-- EXERCISE MATERIAL --
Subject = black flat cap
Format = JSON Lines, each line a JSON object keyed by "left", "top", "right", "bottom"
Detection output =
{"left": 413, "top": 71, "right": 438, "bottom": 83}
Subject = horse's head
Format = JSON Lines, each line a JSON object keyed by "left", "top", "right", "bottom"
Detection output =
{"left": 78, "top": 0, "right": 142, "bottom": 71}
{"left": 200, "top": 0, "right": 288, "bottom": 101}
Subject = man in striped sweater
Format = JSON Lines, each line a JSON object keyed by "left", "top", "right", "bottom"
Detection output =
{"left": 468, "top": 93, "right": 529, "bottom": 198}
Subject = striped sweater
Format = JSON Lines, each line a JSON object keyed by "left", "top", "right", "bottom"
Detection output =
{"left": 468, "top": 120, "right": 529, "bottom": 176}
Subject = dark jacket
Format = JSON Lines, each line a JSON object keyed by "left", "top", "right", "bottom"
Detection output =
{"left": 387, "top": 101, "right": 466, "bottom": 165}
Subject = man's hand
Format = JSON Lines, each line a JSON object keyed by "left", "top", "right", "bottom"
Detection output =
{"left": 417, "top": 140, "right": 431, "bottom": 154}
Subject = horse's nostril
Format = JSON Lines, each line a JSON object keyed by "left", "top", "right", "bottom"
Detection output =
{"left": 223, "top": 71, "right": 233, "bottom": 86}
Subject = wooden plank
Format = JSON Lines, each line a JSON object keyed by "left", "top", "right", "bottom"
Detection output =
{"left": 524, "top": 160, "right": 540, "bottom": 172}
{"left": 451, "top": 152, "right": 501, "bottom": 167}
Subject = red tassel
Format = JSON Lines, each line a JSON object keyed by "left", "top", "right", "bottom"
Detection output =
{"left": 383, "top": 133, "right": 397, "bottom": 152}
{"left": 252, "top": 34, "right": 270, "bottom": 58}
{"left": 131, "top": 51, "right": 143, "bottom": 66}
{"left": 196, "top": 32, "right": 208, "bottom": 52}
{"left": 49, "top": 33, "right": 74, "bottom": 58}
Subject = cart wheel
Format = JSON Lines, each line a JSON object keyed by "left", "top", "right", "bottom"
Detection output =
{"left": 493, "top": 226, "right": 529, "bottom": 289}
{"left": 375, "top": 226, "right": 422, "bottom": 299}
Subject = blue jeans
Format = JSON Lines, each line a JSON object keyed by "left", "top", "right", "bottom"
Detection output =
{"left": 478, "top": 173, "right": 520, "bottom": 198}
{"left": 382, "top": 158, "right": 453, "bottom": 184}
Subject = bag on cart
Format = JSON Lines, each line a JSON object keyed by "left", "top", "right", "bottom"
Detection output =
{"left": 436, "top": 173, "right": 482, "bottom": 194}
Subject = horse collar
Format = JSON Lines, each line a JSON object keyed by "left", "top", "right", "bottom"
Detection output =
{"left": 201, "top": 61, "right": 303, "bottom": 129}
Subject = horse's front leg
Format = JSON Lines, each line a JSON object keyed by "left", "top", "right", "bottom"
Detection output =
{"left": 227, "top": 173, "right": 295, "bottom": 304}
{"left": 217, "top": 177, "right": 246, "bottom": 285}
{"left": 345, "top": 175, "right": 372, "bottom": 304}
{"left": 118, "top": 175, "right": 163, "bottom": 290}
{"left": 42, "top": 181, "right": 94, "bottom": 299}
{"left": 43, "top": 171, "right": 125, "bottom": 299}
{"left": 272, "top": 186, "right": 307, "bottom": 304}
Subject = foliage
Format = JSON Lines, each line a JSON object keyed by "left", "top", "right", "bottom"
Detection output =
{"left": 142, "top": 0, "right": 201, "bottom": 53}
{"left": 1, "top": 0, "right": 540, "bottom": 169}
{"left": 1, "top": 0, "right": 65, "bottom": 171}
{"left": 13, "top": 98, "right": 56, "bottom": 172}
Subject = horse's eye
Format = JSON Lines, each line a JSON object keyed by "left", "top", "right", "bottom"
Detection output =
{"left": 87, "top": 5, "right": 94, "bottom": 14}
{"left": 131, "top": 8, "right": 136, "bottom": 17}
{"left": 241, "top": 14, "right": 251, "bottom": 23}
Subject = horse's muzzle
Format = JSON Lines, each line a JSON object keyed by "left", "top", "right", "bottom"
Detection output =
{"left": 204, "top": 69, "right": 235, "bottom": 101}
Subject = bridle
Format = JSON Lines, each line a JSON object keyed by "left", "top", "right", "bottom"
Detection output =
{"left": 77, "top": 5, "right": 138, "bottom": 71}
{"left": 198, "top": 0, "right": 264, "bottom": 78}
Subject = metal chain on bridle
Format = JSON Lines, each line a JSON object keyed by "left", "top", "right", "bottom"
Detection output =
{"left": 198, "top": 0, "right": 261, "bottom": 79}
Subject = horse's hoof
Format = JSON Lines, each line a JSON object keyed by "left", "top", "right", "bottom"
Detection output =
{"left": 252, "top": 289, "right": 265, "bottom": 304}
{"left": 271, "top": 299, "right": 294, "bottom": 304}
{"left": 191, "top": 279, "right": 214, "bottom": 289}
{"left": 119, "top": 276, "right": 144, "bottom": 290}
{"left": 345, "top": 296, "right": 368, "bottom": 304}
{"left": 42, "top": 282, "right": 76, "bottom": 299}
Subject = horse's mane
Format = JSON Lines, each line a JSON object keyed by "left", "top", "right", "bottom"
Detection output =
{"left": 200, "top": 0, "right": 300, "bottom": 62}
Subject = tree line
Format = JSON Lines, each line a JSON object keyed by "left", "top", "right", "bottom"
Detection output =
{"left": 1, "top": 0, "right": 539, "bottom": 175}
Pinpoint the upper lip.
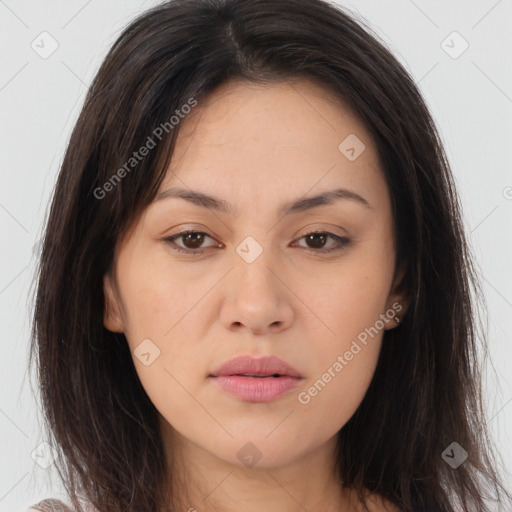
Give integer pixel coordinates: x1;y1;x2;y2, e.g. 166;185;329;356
210;355;303;378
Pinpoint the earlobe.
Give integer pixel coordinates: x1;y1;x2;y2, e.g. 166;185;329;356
103;273;125;333
390;294;409;327
385;265;410;330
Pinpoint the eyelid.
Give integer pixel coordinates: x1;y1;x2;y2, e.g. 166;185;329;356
163;228;352;255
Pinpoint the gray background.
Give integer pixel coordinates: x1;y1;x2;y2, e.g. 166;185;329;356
0;0;511;510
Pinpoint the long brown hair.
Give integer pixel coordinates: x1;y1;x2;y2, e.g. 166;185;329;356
30;0;511;510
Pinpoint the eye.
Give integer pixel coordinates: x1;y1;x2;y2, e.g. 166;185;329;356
163;230;221;254
292;231;352;253
163;230;351;255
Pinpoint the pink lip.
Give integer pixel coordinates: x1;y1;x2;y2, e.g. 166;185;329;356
209;355;304;403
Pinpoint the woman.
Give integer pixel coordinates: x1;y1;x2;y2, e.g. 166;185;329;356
27;0;511;511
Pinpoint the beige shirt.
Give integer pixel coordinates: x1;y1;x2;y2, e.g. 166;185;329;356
25;499;97;512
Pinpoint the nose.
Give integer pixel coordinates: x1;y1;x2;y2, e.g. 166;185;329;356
220;253;294;337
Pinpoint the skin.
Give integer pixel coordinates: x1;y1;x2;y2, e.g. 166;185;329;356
103;79;409;511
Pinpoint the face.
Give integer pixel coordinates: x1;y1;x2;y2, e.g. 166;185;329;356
103;79;407;471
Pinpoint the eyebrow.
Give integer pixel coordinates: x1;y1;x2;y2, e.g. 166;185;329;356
155;186;373;216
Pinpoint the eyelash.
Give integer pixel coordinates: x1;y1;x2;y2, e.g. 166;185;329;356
163;230;352;255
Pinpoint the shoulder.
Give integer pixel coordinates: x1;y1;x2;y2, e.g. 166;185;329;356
24;499;74;512
24;498;98;512
363;493;402;512
345;488;402;512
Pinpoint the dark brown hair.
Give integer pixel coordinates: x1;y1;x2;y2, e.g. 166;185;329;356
30;0;511;511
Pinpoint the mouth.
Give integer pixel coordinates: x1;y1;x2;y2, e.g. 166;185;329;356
209;354;303;379
227;373;285;378
210;374;303;402
209;355;304;403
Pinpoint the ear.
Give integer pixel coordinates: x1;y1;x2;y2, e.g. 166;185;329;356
103;273;125;333
384;263;410;330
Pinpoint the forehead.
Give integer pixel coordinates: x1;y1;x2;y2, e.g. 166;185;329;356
160;79;388;215
172;78;371;159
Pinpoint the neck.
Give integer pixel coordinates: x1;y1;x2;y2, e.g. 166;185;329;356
160;421;355;512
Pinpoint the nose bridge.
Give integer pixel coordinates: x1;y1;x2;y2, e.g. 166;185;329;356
220;233;294;334
233;233;279;301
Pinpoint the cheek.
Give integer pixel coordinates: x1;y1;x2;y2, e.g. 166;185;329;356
116;256;212;401
291;256;391;419
294;359;378;447
296;307;384;438
118;254;201;341
298;229;394;321
297;259;391;350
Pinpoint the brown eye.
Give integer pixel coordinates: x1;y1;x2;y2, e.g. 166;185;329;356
294;231;351;253
180;232;207;249
305;232;329;249
164;230;351;255
164;231;219;254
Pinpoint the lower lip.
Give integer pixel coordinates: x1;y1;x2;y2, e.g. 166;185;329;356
211;375;302;402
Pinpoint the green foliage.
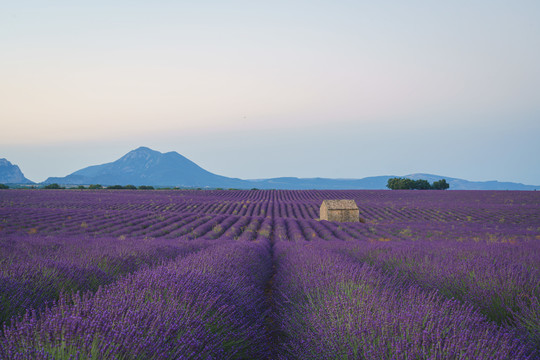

-- WHAT THIS TASK INVOLVES --
Retype, word for word, only the lines from the line with "Pinpoint the lower lip." to the final line of the listing above; the pictures do not belong in the copy.

-- SOLUTION FOR THIS EXERCISE --
Pinpoint the lower lip.
Give integer pixel coordinates: x1;y1;x2;y2, e.g. 166;185;329;356
211;375;302;402
Pinpoint the green foliage.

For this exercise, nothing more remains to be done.